### INPUT MATERIAL
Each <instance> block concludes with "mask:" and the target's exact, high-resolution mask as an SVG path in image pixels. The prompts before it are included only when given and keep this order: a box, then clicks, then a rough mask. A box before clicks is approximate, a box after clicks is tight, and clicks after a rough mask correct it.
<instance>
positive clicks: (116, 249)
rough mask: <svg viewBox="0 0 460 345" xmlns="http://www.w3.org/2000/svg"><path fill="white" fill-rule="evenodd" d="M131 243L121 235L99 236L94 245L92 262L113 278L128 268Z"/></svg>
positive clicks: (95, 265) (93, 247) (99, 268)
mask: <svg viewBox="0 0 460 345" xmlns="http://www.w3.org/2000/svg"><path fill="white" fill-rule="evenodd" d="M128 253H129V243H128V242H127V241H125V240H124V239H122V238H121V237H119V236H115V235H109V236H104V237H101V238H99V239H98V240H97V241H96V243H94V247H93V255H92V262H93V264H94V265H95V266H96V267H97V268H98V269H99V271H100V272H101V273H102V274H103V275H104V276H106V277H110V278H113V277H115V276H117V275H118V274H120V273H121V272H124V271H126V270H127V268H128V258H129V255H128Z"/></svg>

### THE PROBLEM
Show each line of the material holding "instance".

### RESULT OF THE TASK
Each <instance> block concludes with "mask:" and the target's exact, high-resolution mask as an SVG path in image pixels. The prompts before it are included only when given and keep this order: a box, then clicks, then a rough mask. A box before clicks is approximate, a box after clicks is tight, and clicks after a rough mask correct it.
<instance>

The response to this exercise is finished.